Task instructions
Write out again only the lines running from the one that contains "[locate] woman's face" to the end of the records below, including both the first and the last.
** begin Input rows **
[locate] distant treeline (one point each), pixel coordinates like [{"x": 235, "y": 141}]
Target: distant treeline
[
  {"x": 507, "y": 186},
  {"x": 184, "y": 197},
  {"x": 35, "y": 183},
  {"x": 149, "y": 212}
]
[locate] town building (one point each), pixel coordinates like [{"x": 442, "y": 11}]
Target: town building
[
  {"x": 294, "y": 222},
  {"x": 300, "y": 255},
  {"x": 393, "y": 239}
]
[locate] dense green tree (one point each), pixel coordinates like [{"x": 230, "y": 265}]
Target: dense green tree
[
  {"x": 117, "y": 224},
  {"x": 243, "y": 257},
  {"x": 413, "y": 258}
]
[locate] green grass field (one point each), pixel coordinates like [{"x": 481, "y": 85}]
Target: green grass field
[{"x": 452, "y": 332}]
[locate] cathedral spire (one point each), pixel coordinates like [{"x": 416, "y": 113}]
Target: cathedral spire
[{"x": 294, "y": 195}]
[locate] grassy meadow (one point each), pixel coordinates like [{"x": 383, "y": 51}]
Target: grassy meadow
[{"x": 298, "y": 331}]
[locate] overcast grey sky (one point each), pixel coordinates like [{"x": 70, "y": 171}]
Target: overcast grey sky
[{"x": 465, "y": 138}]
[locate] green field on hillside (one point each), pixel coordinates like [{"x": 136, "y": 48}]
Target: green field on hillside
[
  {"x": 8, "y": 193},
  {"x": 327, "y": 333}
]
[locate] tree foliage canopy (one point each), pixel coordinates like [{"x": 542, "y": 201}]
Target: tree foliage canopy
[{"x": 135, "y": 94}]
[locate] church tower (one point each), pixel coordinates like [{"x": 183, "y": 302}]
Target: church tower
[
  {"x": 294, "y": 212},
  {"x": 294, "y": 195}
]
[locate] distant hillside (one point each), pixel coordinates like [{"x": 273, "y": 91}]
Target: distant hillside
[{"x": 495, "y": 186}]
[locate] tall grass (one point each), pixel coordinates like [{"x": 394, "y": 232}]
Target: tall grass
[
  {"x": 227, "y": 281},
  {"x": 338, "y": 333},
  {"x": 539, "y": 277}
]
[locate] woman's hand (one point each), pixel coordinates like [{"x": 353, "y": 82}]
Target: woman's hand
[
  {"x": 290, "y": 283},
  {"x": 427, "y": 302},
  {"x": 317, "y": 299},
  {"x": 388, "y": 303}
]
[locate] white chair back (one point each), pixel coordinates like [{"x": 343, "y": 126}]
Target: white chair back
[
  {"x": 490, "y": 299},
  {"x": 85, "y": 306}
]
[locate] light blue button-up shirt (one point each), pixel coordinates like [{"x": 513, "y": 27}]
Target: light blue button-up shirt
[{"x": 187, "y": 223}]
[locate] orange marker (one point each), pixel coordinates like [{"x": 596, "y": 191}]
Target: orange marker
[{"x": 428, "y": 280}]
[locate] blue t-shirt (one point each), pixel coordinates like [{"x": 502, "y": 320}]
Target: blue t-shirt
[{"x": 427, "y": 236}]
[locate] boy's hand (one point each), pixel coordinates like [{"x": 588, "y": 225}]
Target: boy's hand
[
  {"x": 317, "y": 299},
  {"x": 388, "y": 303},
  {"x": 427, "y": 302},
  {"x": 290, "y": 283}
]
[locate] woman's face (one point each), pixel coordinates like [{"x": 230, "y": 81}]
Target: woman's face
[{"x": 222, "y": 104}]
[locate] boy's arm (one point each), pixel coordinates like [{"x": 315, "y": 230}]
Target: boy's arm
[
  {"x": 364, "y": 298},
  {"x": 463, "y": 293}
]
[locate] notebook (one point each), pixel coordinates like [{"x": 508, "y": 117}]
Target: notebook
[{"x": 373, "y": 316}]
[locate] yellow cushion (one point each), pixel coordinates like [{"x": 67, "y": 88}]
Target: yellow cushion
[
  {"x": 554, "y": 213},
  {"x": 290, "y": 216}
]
** end Input rows **
Task answer
[locate] woman's face (one point each), pixel coordinates like [{"x": 230, "y": 81}]
Target: woman's face
[{"x": 222, "y": 104}]
[locate] boy's arm (one point each), pixel coordinates like [{"x": 315, "y": 230}]
Target: boy's arm
[
  {"x": 364, "y": 298},
  {"x": 463, "y": 293}
]
[locate] notebook (one point each), pixel coordinates like [{"x": 508, "y": 117}]
Target: notebook
[{"x": 373, "y": 316}]
[locate] yellow cushion (one point each), pixel coordinates like [{"x": 67, "y": 88}]
Target: yellow cushion
[
  {"x": 554, "y": 213},
  {"x": 290, "y": 216}
]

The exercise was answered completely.